● İstek 1
Aşağıdaki kayıtlarda "lake" kelimesini içeren her satırı belirleyin ve bu satırları olduğu gibi kopyalayın. Büyük/küçük harf ayrımı dikkate alınmalıdır.

● Çıkarılan metin
+ + + + +
Bu yazıyı 2016 yılında yazmıştım. Önemine binaen burada da paylaşıyorum (Ali Uslu) 

“ MEAL OKUMA” MES’ELESİ

Son yıllarda Kur’an-ı Kerim meali okumakla ilgili TV. de yapılan birkaç konuşmaya rastladım. Bazıları ısrarla(özet olarak) şu fikri savunuyorlar:

“Kur’anı anlamak için sadece mealinden okursanız yanlış hükümler çıkarabilirsiniz. Günaha girersiniz hatta bazı durumlarda dinden çıkarsınız.”
Önce şu soruyu sorayım. Bugün Arapça konuşulan, dili Arapça olan ülkelerdeki kişiler Kur'anı orijinalinden (Arapça olarak) okuduklarında ne kadar ve nasıl anlıyorlardır?
El cevap:
Eğer köklü bir dini tahsilleri yoksa, bu kişilerin Kur'anı okuduğu zaman anladığı şeyle, aynı seviyedeki bir Türk’ün meal okuduğunda anladığı şey birbirine yakındır. Daha açık bir ifadeyle mesela: Bizim fen lisesine giden bir öğrencimizin, güvenilir bir meali okuduğunda anladığı şeyle, Suriye ve Mısır'da Kur'an okuyan Fen lisesi ayarındaki bir lise öğrencisinin anladığı şeyler birbirine yakındır.
Yani meal okunduğunda yanlış anlaşılabilir diye” meal okumayın” derseniz; Aynı mantıkla Arapça konuşan ülkelerin çocuklarına da Kur'an okumayın demeniz gerekir.
Halbuki Kur’anın bir çok ayetinde ayetlerden öğüt almamız istenir. Öğüt alabilmemiz için ise okuduğumuzu anlamamız gerekir. Anlayabilmek için de ya Arapça öğreneceğiz (ki bu birçokları için çok zor) Ya da mealinden okuyacağız.
+ + + + +
● İstek 2
Yukarıdaki meal okuma yazısına göre şu soruları yanıtlayın:
(a) Yazar bu yazıyı hangi yılda yazmış?
(b) Yazarın televizyonda rastladığı konuşmalar hangi konuyla ilgili?
(c) Kur'anı anlayabilmek için hangi iki yol belirtiliyor?
+ + + + +
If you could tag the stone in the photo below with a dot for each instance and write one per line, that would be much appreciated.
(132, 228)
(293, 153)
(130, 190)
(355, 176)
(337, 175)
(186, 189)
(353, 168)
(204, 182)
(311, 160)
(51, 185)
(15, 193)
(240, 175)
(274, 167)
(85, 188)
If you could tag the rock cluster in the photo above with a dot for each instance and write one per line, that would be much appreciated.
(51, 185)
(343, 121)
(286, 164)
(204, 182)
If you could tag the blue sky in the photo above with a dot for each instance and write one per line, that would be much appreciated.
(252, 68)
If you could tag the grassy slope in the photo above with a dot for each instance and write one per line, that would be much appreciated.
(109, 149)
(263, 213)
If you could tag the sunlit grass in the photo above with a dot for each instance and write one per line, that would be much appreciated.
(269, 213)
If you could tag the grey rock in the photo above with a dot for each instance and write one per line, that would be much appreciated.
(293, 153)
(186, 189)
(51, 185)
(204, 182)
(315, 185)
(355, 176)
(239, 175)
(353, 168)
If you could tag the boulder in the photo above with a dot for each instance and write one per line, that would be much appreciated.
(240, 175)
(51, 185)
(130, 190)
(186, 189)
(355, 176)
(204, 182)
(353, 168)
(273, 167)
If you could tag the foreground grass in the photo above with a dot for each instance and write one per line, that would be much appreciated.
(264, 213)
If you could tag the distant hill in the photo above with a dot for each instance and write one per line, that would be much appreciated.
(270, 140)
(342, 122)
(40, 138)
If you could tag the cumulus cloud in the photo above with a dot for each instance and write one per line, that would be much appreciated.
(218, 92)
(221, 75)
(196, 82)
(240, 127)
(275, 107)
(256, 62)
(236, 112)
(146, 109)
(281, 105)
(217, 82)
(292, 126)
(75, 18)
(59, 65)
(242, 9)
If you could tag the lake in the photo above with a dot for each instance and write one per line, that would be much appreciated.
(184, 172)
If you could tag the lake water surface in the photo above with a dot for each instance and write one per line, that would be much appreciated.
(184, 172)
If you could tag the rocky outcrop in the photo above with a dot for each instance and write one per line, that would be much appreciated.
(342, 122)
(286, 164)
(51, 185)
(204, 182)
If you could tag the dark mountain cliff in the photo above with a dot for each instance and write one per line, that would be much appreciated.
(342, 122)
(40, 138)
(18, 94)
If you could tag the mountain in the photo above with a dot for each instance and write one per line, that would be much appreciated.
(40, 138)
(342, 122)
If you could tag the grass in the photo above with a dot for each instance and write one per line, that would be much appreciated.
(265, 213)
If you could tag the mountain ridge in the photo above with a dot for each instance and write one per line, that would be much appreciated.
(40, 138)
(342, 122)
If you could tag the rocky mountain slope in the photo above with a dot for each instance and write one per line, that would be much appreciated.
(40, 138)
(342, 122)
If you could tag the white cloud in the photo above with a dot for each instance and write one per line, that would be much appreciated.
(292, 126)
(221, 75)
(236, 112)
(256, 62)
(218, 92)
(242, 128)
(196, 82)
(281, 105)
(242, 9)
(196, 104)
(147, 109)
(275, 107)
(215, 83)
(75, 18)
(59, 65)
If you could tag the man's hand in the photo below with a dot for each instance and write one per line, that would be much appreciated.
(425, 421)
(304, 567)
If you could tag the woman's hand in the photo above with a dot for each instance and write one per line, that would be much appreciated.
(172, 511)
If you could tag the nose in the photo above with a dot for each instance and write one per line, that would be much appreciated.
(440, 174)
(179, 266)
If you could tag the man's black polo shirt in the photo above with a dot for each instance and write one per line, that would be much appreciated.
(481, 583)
+ + + + +
● Görev sonucu 1
If you could tag the lake in the photo above with a dot for each instance and write one per line, that would be much appreciated.
If you could tag the lake water surface in the photo above with a dot for each instance and write one per line, that would be much appreciated.

● Görev sonucu 2
(a) 2016 yılında.
(b) Kur'an-ı Kerim meali okumakla ilgili.
(c) Ya Arapça öğrenmek ya da mealinden okumak.